■ ИСХОДНЫЙ ФРАГМЕНТ:

Проблема молчания, помимо прочего, получила развитие в работах диалогически ориентированных мыслителей. По Левинасу, отсутствие слова воспринимается, как правило, в качестве свидетельства разлада, кризиса, поскольку «присутствие мира в сознании заключается в ожидании слова» [48, с. 121].
Но молчание никогда не является «пустым», оно всегда «наполнено»: «Безмолвие не есть просто отсутствие речи, внутри безмолвия живет слово» [там же, с. 121]. О слове как возможности самовыговаривания писал Хайдеггер12.
Хрестоматийно известное высказывание Л. Витгенштейна «О чем нельзя говорить, о том следует молчать» [49, с. 86] обозначило контуры данной проблемы лишь с одной стороны, поскольку молчание не прерывает разговора и соприродно ему «молчат о том же, о чем и говорят» [см.: 50; см. также: 5152]. Иными словами, молчание есть продолжение речи, разговора: «при всей противоположности слова и молчания они рождаются из одного интенционально-смыслового поля и в предельных случаях обратимы» [50].

■ ЗАДАНИЕ:
Напишите продолжение фрагмента о молчании, начав сразу после его последнего предложения.

■ ЛИСТИНГ:
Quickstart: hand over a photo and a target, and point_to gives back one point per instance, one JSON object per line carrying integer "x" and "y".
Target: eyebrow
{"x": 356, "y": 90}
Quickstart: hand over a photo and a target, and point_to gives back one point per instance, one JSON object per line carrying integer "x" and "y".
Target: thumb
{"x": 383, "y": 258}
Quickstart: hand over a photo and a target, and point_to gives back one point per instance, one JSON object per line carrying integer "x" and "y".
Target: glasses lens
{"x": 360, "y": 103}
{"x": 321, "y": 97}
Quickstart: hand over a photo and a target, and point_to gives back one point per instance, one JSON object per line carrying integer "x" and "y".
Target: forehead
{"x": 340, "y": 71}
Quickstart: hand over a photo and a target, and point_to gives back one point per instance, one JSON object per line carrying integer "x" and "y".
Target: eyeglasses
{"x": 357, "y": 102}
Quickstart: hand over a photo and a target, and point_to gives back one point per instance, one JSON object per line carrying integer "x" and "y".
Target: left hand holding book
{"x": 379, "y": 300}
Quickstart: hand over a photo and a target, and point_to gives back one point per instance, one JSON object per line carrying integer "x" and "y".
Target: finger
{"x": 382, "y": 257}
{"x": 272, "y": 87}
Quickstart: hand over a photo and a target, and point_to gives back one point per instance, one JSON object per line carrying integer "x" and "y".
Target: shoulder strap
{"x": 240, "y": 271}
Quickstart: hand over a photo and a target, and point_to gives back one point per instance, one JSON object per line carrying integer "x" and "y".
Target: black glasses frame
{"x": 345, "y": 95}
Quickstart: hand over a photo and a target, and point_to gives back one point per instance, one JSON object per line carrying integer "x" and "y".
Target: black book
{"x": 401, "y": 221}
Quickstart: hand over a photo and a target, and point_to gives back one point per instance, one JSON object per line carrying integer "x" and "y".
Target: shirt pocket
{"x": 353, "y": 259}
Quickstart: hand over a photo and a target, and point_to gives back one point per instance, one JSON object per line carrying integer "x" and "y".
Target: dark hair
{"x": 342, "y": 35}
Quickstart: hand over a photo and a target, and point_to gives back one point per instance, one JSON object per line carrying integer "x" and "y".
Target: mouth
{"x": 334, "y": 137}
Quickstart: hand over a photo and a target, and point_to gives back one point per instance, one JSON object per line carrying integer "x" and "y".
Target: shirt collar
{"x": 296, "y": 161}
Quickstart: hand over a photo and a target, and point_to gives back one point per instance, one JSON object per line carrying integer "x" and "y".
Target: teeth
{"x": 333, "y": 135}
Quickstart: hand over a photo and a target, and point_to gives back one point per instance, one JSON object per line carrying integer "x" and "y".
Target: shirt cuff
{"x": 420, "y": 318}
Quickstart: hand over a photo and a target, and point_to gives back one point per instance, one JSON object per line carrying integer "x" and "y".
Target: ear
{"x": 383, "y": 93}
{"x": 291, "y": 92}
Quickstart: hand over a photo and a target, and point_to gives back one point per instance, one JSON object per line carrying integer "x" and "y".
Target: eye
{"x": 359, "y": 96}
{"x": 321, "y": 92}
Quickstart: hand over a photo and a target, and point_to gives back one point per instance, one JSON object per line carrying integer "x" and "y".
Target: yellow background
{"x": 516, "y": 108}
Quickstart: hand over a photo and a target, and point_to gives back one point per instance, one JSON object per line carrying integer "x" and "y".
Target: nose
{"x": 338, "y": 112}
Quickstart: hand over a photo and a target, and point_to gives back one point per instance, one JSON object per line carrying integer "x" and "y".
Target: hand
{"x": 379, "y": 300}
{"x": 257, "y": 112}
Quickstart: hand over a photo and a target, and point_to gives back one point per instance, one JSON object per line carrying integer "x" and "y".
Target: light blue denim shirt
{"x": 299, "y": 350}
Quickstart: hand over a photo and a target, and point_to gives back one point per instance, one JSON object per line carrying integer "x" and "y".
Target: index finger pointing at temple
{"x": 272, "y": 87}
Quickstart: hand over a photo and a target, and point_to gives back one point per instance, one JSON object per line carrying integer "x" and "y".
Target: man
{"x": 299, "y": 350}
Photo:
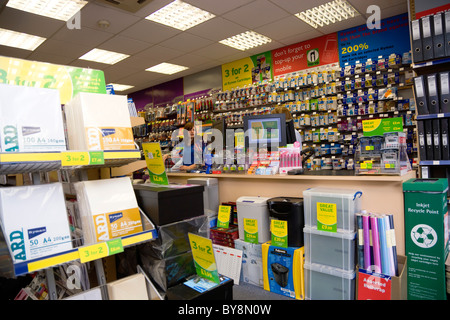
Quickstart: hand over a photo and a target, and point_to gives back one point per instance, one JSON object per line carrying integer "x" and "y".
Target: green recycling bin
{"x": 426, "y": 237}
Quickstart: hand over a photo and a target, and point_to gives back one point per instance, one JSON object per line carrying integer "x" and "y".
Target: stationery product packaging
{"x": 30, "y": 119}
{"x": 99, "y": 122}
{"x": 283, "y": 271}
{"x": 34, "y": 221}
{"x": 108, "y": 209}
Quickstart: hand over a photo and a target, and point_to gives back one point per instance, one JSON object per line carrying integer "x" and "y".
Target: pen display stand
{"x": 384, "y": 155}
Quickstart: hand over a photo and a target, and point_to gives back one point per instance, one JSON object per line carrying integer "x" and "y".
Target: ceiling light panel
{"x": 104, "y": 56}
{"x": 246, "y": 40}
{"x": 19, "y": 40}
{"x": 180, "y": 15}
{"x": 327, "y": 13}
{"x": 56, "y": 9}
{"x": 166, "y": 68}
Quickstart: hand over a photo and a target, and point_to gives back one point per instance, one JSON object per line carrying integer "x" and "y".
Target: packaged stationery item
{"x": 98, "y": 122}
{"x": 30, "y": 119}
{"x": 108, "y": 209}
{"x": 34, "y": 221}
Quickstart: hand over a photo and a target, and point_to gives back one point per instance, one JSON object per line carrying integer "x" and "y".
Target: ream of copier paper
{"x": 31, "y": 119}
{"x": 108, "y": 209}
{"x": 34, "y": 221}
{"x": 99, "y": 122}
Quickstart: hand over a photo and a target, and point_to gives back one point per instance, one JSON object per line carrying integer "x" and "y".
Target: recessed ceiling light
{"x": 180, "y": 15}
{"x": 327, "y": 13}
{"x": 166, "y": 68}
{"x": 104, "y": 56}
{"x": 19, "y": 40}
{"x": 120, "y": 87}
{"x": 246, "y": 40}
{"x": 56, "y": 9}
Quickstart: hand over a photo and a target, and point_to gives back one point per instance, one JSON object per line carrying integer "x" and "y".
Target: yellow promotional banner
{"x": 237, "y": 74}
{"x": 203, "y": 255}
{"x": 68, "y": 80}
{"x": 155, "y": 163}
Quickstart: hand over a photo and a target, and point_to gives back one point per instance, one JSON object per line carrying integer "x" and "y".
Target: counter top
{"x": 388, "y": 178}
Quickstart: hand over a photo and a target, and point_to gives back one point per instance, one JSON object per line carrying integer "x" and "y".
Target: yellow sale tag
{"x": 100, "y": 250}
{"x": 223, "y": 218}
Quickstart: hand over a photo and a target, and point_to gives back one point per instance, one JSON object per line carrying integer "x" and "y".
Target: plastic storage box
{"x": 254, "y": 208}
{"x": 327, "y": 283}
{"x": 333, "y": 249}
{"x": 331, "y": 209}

--

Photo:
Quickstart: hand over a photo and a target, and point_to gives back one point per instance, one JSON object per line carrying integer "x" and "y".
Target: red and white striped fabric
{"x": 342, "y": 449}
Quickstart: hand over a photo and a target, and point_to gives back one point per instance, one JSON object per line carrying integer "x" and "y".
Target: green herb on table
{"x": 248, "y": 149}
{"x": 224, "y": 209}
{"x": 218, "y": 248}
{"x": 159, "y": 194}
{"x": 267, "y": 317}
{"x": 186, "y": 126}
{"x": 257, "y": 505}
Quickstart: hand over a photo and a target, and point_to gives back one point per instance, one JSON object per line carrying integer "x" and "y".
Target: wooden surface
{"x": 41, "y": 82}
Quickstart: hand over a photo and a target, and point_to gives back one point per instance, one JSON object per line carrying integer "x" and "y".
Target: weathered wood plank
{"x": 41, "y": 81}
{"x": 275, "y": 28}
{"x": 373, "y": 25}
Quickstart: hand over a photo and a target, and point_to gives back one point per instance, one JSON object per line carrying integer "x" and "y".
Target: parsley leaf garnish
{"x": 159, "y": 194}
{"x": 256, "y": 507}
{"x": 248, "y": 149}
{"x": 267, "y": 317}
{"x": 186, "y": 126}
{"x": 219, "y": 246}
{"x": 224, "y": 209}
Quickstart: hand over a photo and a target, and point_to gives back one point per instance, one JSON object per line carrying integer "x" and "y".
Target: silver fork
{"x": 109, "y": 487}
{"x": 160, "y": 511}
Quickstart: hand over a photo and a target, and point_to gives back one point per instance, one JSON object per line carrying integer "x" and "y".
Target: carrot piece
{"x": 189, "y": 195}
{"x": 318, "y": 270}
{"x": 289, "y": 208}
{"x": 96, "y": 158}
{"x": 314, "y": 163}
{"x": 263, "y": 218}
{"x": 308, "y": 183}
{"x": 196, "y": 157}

==

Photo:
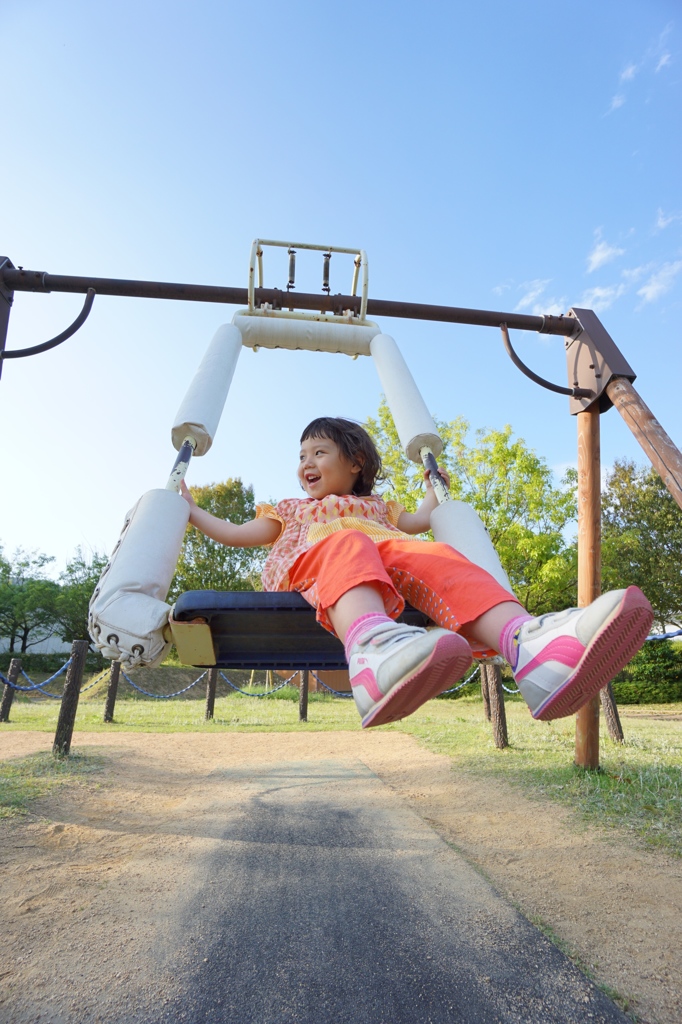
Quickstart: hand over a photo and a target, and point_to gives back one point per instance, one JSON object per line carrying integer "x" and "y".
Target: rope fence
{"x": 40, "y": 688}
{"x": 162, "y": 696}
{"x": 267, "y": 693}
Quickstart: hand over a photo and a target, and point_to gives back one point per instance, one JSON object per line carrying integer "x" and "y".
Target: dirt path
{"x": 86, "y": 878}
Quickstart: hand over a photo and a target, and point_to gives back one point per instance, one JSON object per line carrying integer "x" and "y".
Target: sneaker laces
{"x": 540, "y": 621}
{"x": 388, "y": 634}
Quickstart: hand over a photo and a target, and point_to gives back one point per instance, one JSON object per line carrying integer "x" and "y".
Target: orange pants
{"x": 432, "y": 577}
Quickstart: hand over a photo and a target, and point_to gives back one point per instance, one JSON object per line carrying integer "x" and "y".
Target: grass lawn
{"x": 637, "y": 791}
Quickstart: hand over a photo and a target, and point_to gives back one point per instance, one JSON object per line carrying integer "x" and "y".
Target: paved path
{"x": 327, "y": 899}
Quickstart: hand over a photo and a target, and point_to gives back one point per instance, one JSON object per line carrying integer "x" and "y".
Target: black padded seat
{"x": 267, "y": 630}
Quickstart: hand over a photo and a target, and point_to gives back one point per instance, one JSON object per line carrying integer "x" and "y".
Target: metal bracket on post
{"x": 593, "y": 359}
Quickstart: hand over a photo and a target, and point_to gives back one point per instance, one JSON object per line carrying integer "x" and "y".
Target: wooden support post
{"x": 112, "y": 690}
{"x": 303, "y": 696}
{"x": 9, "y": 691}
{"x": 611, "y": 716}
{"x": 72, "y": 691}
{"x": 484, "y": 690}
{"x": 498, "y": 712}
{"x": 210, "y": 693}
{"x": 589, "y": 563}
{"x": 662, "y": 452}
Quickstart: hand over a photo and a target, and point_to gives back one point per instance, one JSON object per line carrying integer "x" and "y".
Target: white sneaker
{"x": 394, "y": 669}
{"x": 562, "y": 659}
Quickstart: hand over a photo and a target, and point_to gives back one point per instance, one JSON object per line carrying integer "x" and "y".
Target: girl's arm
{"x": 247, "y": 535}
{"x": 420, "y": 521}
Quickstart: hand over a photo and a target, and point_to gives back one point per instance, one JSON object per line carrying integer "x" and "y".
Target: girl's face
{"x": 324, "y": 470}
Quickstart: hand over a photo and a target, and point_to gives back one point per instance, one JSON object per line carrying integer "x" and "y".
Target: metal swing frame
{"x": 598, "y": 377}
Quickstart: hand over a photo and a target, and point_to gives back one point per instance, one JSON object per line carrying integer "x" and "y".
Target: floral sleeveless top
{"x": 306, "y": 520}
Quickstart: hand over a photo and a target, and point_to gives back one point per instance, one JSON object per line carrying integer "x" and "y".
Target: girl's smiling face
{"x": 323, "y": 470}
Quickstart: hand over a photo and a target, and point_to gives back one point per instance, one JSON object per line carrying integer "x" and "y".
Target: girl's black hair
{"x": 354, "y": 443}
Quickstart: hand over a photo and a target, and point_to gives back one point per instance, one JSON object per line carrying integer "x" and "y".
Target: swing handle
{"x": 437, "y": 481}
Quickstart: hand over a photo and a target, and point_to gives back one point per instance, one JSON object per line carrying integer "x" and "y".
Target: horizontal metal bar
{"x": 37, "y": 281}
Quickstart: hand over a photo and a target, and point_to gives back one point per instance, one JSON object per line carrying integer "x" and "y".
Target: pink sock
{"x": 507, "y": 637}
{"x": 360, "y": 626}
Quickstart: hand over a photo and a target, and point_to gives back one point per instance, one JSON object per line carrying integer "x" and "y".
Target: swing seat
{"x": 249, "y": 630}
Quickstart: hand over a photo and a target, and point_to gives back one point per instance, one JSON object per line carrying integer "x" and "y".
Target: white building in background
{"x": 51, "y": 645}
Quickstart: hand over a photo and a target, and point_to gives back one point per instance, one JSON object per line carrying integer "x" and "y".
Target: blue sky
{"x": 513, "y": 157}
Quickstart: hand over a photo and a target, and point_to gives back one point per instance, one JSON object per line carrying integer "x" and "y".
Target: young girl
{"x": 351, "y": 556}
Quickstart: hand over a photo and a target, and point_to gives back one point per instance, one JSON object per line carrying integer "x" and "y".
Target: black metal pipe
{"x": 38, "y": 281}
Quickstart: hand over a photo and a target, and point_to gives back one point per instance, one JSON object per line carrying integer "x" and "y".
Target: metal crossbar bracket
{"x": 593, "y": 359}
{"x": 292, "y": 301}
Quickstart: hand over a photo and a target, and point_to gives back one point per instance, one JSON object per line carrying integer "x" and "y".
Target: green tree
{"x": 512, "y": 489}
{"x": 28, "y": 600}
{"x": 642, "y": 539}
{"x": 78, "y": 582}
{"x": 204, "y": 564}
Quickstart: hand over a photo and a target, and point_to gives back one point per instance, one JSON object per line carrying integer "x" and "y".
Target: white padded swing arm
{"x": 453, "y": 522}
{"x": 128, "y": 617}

■ ОТВЕТ:
Возникает вопрос о соотношении слова и молчания как иерархически разноуровневых феноменах: во многом через молчание слово может претвориться в Слово. Не случайно обет немоты является одной из основных практик монахов, отшельников, подвижников (например, характерный для восточно-христианской мистики и аскетики исихазм; немота как подвижничество и пр.). М. Эпштейн усматривает в данной традиции проявление «формативной» функции слова, которая, в отличие от «информативной», не сообщает никакой информации, а «молча бытийствует», слово «само являет себя», это т.н. «слово-бытие»: именно для русского слова характерна данного рода «бытийственность» как номинализм, «языкопоклонство» от рождения старославянского языка как языка перевода Библии через традицию имяславия, опыты символистов до абсолютизации языка некоторыми современными поэтами. С другой стороны, по Эпштейну, для русских болтливость и пустословие так же характерны, как и молчаливость, что выражает особый статус слова в отношении к бытийственности. Существуют «три уровня» слова («святословие», «смыслословие», «пустословие»), и для русских характерно «проскакивание между высшим и низшим уровнями». Пренебрегая «человеческой», информативной функцией и «пытаясь взять на себя сразу божественную функцию», слово «превращается в магическое или идеологическое заклинание и, в конце концов, в чистую фикцию, в набор ничего не говорящих звуков» [50].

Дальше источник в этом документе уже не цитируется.